• Problem A:
Answer these questions about the cyber policy transcript:
(i) Which campaign does the speaker single out for putting forward policy positions?
(ii) What style of attack does the speaker name as an example of one that causes a physical impact?
(iii) According to the campaigns, a destructive cyberattack goes beyond the traditional boundaries of what?
• Problem B:
Pick up the cyber policy transcript after its final sentence and continue it in the speaker's voice.

Dr. Charles Clancy: [00:09:02:23] Indeed, there have been a number of policy positions put forward, particularly by the Clinton campaign, talking about what the future of cyber policy might look like here within the United States, if they're successful in winning the White House. And I think one of the areas that's really interesting in terms of attention is this notion of destructive cyber attacks. So these are attacks where they either exploit an information system and use it to transcend into a physical environment in order to cause a physical impact. You can think a Stuxnet-style attack. Or, a scenario where they are exploiting a system and then they are deleting data in a destructive way. And the campaigns have come out essentially saying that if you are having a destructive impact, some sort of cyberattack, then this is beyond the sort of traditional boundaries of cyber espionage, and now we're kind of starting to tread into the waters of cyber warfare.

• Recorded data:

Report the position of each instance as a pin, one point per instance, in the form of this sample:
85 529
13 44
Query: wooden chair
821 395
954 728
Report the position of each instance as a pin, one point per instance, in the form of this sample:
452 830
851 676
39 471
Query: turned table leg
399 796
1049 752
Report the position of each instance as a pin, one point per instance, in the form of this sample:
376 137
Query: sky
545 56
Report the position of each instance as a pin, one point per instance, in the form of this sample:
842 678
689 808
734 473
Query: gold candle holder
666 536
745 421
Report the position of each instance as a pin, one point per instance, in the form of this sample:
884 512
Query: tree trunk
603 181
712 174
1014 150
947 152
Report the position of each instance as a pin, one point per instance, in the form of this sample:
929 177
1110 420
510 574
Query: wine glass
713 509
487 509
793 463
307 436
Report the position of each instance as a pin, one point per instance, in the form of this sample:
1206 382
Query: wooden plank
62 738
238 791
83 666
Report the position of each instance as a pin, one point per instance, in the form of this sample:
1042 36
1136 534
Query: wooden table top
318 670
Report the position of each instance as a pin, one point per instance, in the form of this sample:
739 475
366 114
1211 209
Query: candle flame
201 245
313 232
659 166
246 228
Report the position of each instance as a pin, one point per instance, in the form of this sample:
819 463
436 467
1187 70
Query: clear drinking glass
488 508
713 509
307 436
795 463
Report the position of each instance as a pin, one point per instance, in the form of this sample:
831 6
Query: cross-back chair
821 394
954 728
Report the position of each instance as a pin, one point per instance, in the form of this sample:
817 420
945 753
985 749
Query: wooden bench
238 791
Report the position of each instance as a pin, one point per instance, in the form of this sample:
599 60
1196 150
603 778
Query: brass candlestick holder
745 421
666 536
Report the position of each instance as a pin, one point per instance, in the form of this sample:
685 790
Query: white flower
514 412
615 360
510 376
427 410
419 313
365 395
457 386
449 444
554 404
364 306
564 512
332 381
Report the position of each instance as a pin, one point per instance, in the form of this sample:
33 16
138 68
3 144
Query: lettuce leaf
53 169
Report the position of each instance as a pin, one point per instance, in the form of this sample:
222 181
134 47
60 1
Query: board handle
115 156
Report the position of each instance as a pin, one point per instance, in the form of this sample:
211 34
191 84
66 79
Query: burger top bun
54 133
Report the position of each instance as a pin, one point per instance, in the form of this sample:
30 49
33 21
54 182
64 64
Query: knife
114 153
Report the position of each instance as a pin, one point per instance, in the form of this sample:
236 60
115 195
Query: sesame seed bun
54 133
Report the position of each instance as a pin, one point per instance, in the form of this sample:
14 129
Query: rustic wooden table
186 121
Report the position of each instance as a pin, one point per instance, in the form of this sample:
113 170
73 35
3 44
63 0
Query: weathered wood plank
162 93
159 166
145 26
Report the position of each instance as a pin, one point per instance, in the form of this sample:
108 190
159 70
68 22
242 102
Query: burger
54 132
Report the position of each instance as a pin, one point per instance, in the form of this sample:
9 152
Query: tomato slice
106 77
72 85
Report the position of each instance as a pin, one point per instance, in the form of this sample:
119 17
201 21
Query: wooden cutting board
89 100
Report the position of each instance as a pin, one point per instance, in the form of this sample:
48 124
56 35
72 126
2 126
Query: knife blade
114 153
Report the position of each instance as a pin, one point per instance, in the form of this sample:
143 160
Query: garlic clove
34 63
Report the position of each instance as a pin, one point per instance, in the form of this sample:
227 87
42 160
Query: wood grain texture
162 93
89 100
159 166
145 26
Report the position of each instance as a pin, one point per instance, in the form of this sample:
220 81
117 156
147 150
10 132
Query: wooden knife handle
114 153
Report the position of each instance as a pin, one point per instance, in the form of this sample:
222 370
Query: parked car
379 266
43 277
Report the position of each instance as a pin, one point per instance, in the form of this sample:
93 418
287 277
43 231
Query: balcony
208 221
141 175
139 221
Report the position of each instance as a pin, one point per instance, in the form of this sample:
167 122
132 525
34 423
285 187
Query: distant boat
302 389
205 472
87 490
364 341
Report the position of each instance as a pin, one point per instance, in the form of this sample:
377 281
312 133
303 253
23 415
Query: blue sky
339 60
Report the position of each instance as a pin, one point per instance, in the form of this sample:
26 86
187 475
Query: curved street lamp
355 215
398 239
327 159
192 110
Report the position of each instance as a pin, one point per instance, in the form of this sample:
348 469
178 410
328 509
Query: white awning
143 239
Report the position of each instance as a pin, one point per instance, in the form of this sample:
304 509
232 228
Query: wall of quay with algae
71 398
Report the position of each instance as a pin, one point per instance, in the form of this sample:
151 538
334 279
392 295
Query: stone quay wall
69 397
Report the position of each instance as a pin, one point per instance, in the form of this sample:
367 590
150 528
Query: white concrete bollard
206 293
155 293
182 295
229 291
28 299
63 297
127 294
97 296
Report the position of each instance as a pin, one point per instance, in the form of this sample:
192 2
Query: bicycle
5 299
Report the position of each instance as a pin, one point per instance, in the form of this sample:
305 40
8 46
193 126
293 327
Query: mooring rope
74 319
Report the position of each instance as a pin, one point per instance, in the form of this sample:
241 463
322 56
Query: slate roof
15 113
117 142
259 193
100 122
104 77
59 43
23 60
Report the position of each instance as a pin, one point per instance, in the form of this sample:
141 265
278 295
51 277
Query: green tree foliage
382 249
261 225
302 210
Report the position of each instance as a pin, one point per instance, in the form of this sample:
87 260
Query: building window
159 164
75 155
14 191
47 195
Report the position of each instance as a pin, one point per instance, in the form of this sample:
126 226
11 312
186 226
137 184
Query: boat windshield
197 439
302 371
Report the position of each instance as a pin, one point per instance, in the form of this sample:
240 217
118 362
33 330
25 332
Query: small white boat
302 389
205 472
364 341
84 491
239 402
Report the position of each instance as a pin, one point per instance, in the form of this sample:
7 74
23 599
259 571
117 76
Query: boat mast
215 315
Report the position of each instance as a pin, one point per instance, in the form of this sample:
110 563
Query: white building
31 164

• Exercise output A:
(i) The Clinton campaign.
(ii) A Stuxnet-style attack.
(iii) Cyber espionage.

• Exercise output B:
Dr. Charles Clancy: [00:10:03:23] And here, if you look at the United States's doctrine in cyber warfare, basically the United States can engage in a destructive attack under sort of two scenarios. One is if we're at war with someone, and this falls under Title 10 of the General Legal Framework that the US Military operates under. If we're in a declared state of war with someone, we can do destructive cyberattacks. And if we seek to have a destructive cyberattack against a non wartime target, then this is possible as a covert action through espionage laws of Title 50. But, the line between those gets particularly blurred, particularly when you have a longstanding engagement such as the global war on terrorism. And I think it's important that policy makers really make sure that they understand the difference, because particularly as tensions escalate with Russia and China, some sort of destructive cyberattack that involves them, could actually lead to a declared state of war, which is a frightening outcome I think for all of us.
Dave Bittner: [00:11:06:01] And is it correct that the current administration, certainly, has been reticent to draw a line in the sand? To define where that line might be?
Dr. Charles Clancy: [00:11:16:12] Indeed, and I think many people are concerned about drawing a line, because of many of the US's activities abroad in cyberspace, and a concern that drawing such a line might indicate that some of our activity was over that line. So, it will be interesting to see, particularly as the new administration comes in, in the winter, to see how policy shifts, if it does at all.
Dave Bittner: [00:11:40:13] Alright. Dr. Clancy, thanks for joining us.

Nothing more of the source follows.